*What to work on*
(A) Could you transcribe the passage on FBI bureaucracy, starting at "One of the downstream" and ending at "feel the difference."?
(B) According to the passage on FBI bureaucracy, why are the FBI's field offices more independent today than at any time since 9/11?
(C) Can you take the passage on FBI bureaucracy further, picking up after its final sentence?

*Text segment*

□ □ □ □

A taste of the FBI bureaucracy—before you even leave headquarters!
There are a half-dozen layers of bureaucracy to navigate even before you get out of the FBI headquarters itself—a deputy director, associate deputy director, executive assistant directors who lead the larger branches (e.g., national security), assistant directors who lead the more specific divisions (cyber or counterintelligence), deputy assistant directors, section chiefs, and unit chiefs. If the building resists Patel—or even if Patel just turns out to be narrowly focused on persecution and bad on follow-through—he might spend almost all of his time doing battle with these layers inside the Hoover Building. In fact, that sort of seems to be what Patel wants—he clearly thinks the “rot” inside the bureau comes from Washington. He’s said he wants to fire the top officials and even close headquarters altogether.
Meanwhile, life in the 55 field offices could continue apace. The FBI does two things very well — it’s very good at the big cases, throwing incredible, huge resources at the most urgent incidents, and the small ones, where a single agent or squad toil away far from the spotlight in the nether regions of the FBI. I’ve always been amazed at how much of the FBI’s success stems from agents working independently far from Washington on cases they’re uniquely driven to solve.
One of the downstream impacts of Chris Wray’s quiet approach to leading the FBI is that in many ways the field offices today are more independent than they have been at any time since 9/11; Mueller spent much of his tenure trying to more tightly bind the field to headquarters and make it more responsive to national concerns, but Wray’s seven-year tenure let the field assert their own fiefdoms. It’s possible that Patel spends a lot of time excising the “woke” from the FBI (despite it being the least-woke corner of federal law enforcement — in fact, Patel, if confirmed, will be the first non-white person to lead the FBI, the last of the ten major federal law enforcement agencies to have never had a woman or person of color as director or deputy director) and that most agents working in the field never feel the difference.

□ □ □ □

*Data entries*
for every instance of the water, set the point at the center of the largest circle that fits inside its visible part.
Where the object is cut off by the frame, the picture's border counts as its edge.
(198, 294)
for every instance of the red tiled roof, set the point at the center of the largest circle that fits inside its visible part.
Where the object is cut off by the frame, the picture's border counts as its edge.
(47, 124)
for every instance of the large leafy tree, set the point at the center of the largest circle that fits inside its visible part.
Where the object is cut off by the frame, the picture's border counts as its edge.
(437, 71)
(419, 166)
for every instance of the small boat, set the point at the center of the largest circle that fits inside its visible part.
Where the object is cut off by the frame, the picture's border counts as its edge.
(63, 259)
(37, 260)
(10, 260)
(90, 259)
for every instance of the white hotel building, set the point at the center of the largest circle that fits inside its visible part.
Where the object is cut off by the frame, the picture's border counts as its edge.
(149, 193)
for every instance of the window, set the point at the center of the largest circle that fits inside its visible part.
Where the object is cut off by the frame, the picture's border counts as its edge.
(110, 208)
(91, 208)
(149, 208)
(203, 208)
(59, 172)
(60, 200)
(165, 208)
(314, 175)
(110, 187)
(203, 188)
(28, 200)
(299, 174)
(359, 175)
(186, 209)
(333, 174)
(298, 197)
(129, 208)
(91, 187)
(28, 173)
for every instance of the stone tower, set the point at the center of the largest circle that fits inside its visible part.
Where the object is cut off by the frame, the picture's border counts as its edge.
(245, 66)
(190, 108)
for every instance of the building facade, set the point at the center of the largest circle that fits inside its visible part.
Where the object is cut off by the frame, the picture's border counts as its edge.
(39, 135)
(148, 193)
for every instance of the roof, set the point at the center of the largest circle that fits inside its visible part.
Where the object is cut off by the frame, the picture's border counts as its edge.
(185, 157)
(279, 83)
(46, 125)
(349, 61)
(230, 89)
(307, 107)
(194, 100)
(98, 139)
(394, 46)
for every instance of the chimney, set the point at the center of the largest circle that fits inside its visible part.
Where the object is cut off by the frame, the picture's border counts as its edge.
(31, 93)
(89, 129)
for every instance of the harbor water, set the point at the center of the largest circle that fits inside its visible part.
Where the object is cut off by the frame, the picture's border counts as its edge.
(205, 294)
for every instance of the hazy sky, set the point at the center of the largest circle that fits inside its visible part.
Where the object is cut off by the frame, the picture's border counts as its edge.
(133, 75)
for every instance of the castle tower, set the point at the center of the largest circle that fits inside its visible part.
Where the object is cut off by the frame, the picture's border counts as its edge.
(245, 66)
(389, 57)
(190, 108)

□ □ □ □

*Task-by-task outputs*
(A)
One of the downstream impacts of Chris Wray’s quiet approach to leading the FBI is that in many ways the field offices today are more independent than they have been at any time since 9/11; Mueller spent much of his tenure trying to more tightly bind the field to headquarters and make it more responsive to national concerns, but Wray’s seven-year tenure let the field assert their own fiefdoms. It’s possible that Patel spends a lot of time excising the “woke” from the FBI (despite it being the least-woke corner of federal law enforcement — in fact, Patel, if confirmed, will be the first non-white person to lead the FBI, the last of the ten major federal law enforcement agencies to have never had a woman or person of color as director or deputy director) and that most agents working in the field never feel the difference.

(B) The passage credits Chris Wray's quiet approach to leading the FBI, since his seven-year tenure let the field offices assert their own fiefdoms. Before him, Mueller had spent much of his tenure trying to bind the field more tightly to headquarters and make it more responsive to national concerns.

(C)
J. Edgar Hoover, along with attorney general John Mitchell and Richard Nixon, an era of presidential and FBI corruption and criminality that we may soon consider “innocent.”
2) Patel Returns The FBI To The Dark Ages — It’s also possible, of course, that Kash Patel wins. Even as bureaucratic as the FBI is, it also respects and reveres the position of director more deeply than any corner of the federal government I’ve ever encountered. The bureau’s hierarchy can make the military look downright egalitarian. The director’s word is gospel, and I was always struck by how agents refer formally to their bosses as “Mr.” or “Ms.” even after years of working together. You want to get something done fast in the Hoover Building? Namecheck an EAD or AD or otherwise refer to one of the few people in headquarters carrying the coveted gold badges, as opposed to the more usual blue badges, and people snap to it.
Louis Freeh used to tell a story about how he once asked for help hanging a picture in his office on the seventh-floor and not too long after, a team of building engineers burst in at the ready and asked which wall he wanted removed—his request had gotten magnified and exaggerated at every layer as it ran downhill and the building wanted to grant him his request as quickly as possible. It’s possible that even small directives from Patel get magnified and exaggerated as they propagate and a massive dragnet of surveillance and harassment hits Trump’s enemies large and small. Sure, maybe there are too many Trump enemies in DC that they overwhelm the Washington Field Office’s resources, but the FBI has 400 smaller resident agencies across the country and you could imagine a future where ambitious agents in those further-flung regions zero in on the smaller group of Trump enemies who, say, live in Texas, Illinois, or — gulp — Vermont. The FBI ruined lots of careers and lives during the Red Scares of the 1910s, 1940s, and 1950s, including not just big names but plenty of people you’ve never heard of, and we still haven’t reckoned with that damage today.
Beyond the power of the FBI hierarchy, Patel is going to find corners of the bureau who will welcome and embrace his broom-cleaning. Parts of the bureau are also more MAGA-aligned ideologically than one might imagine; there has also never been an appropriate reckoning with how the New York Field Office’s political alignment with candidate Trump and leaks to Rudy Giuliani in 2016 helped drive then-director James Comey to reopen the Hillary Clinton email investigation in the final hours of that year’s presidential election.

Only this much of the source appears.